>> Begin

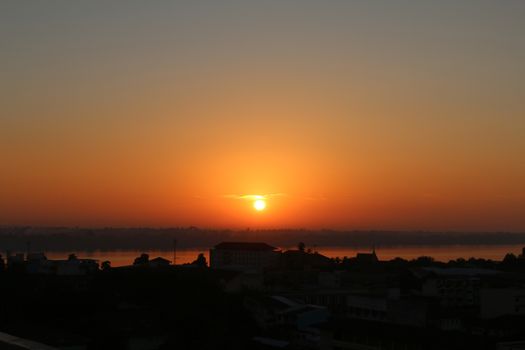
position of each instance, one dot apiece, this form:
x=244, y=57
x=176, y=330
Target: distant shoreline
x=126, y=239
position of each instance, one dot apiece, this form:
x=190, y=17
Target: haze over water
x=439, y=253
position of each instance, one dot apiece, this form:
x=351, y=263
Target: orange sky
x=346, y=116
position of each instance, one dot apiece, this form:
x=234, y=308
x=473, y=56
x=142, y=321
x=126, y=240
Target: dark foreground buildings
x=256, y=297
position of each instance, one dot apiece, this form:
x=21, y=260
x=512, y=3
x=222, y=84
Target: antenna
x=174, y=251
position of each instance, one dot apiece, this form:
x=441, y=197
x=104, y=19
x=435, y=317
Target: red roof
x=253, y=246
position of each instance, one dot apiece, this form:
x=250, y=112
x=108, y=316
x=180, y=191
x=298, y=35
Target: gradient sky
x=345, y=114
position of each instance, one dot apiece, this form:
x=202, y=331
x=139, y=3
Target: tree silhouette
x=143, y=259
x=200, y=261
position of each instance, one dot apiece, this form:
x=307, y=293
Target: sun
x=259, y=204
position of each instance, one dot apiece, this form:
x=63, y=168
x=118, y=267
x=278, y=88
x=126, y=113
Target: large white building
x=243, y=256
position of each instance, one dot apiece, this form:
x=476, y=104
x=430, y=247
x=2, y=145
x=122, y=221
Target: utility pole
x=174, y=251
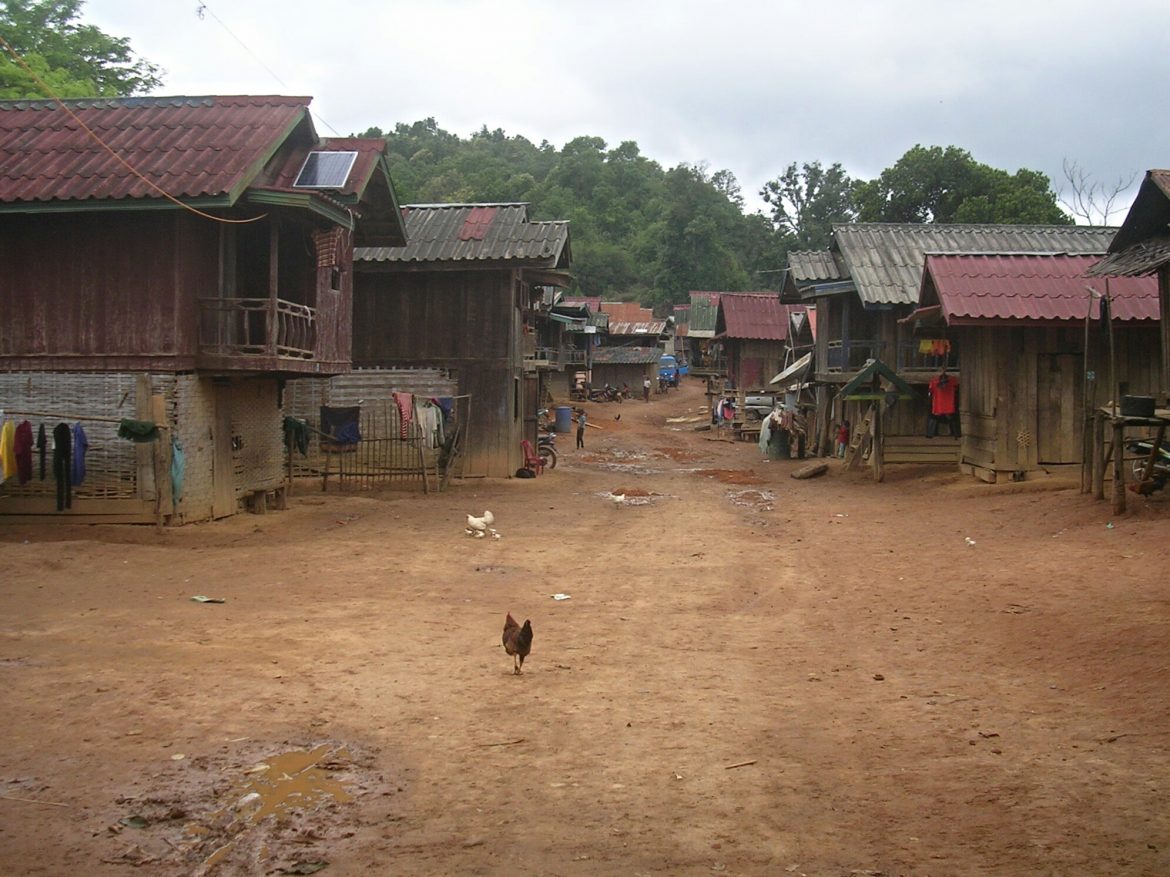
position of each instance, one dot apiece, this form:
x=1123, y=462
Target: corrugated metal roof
x=1031, y=289
x=813, y=267
x=885, y=260
x=1142, y=244
x=653, y=327
x=439, y=233
x=188, y=146
x=626, y=312
x=626, y=356
x=755, y=315
x=704, y=310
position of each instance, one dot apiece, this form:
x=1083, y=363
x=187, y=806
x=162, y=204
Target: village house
x=465, y=296
x=706, y=358
x=868, y=281
x=167, y=266
x=1033, y=356
x=1140, y=248
x=752, y=329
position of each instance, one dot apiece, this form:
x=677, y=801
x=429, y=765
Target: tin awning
x=792, y=370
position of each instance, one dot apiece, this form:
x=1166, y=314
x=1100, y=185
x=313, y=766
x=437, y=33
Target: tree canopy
x=74, y=60
x=947, y=185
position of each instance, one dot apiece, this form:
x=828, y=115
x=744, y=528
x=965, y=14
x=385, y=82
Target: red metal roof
x=187, y=146
x=626, y=312
x=755, y=315
x=1030, y=289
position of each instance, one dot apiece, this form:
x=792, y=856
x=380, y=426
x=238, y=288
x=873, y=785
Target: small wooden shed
x=1034, y=358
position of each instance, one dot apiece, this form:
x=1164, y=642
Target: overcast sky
x=750, y=85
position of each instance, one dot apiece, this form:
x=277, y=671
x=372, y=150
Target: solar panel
x=325, y=170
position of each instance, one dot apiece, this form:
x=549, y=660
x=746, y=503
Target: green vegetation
x=640, y=232
x=652, y=234
x=74, y=60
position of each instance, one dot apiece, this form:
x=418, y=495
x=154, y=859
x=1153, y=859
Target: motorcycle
x=605, y=394
x=1147, y=482
x=546, y=439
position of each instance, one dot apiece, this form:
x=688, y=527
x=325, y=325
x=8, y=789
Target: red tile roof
x=757, y=316
x=187, y=146
x=1030, y=289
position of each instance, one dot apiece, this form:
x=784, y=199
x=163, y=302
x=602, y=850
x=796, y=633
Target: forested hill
x=651, y=234
x=639, y=230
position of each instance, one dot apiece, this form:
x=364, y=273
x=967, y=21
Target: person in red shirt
x=943, y=391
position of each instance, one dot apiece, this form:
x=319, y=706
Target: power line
x=20, y=61
x=205, y=9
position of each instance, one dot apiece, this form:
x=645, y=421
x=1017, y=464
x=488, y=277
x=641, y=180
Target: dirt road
x=751, y=675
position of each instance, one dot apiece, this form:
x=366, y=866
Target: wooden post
x=1098, y=455
x=1119, y=465
x=164, y=496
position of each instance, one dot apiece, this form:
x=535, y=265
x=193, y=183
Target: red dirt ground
x=751, y=675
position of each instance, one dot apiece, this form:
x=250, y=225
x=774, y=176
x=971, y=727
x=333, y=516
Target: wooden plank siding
x=467, y=322
x=88, y=291
x=1023, y=396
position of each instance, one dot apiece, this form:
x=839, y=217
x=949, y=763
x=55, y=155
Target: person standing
x=842, y=439
x=943, y=391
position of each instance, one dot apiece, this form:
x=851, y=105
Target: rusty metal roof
x=754, y=316
x=475, y=233
x=1030, y=289
x=653, y=327
x=626, y=312
x=885, y=260
x=626, y=356
x=191, y=147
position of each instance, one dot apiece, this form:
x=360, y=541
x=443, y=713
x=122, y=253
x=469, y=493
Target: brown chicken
x=517, y=641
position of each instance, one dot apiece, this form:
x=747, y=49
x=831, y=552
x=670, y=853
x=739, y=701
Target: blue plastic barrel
x=564, y=419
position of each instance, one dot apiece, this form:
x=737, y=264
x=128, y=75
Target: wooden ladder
x=859, y=440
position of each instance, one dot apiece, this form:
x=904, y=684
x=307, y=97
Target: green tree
x=947, y=185
x=806, y=201
x=71, y=59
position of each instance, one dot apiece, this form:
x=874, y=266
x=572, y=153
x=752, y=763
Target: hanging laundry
x=81, y=444
x=405, y=402
x=342, y=425
x=7, y=450
x=62, y=467
x=22, y=447
x=296, y=435
x=41, y=447
x=178, y=470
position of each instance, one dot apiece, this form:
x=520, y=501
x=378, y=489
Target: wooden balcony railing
x=853, y=354
x=256, y=327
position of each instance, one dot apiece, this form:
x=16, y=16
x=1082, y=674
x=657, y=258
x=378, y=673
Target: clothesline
x=50, y=415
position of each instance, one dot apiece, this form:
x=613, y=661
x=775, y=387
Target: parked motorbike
x=1147, y=482
x=546, y=439
x=605, y=394
x=546, y=447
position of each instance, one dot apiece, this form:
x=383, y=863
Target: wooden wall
x=87, y=288
x=1024, y=394
x=467, y=322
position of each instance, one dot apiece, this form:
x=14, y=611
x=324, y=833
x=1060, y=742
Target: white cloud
x=748, y=85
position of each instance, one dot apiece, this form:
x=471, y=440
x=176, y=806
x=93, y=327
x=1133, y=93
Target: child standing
x=842, y=439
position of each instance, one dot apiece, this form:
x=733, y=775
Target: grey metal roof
x=626, y=356
x=475, y=233
x=813, y=267
x=886, y=260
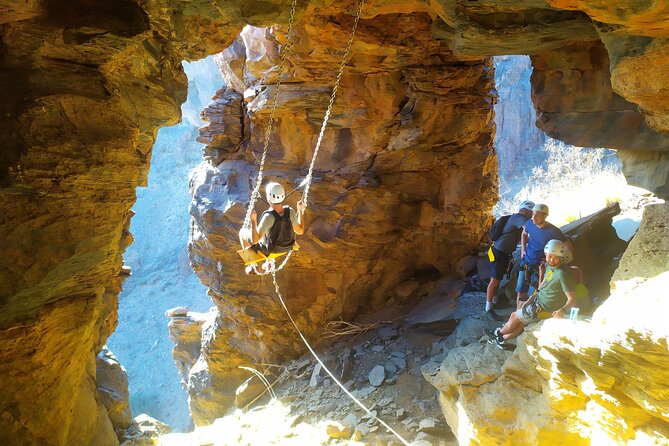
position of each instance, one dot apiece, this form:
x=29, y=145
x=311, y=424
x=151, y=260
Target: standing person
x=501, y=253
x=555, y=298
x=536, y=233
x=277, y=228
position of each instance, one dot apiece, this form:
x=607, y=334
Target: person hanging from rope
x=275, y=234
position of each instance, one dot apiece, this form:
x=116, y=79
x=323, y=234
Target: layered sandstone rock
x=86, y=86
x=404, y=181
x=597, y=382
x=112, y=381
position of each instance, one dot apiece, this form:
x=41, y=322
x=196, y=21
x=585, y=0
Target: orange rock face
x=404, y=181
x=405, y=178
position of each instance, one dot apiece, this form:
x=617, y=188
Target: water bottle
x=573, y=314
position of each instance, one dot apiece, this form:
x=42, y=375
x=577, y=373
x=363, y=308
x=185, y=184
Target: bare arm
x=299, y=227
x=255, y=237
x=524, y=238
x=570, y=244
x=571, y=301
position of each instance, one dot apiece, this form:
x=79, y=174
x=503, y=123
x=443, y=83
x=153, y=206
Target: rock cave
x=402, y=193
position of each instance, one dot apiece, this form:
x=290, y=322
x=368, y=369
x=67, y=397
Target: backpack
x=281, y=236
x=497, y=228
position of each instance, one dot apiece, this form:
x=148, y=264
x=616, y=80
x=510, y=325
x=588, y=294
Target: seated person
x=277, y=228
x=536, y=233
x=555, y=297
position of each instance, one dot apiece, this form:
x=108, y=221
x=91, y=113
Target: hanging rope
x=256, y=190
x=305, y=195
x=313, y=353
x=309, y=177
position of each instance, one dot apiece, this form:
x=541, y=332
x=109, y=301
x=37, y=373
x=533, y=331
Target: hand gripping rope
x=305, y=197
x=256, y=190
x=307, y=181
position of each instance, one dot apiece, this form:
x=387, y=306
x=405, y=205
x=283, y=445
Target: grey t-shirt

>> End

→ OBJECTIVE
Set out the rows above as a numbered list, from the start of the rows through the line that contains "x=346, y=116", inclusive. Leave out blank lines and the pictures.

→ SOLVED PROBLEM
1. position of each instance, one dot apiece, this form:
2. x=244, y=57
3. x=176, y=330
4. Target: distant shoreline
5. x=126, y=239
6. position of each instance, one dot apiece, this form:
7. x=190, y=17
8. Target: haze over water
9. x=439, y=253
10. position of each instance, one dot apiece, this form:
11. x=351, y=263
12. Target: orange sky
13. x=346, y=116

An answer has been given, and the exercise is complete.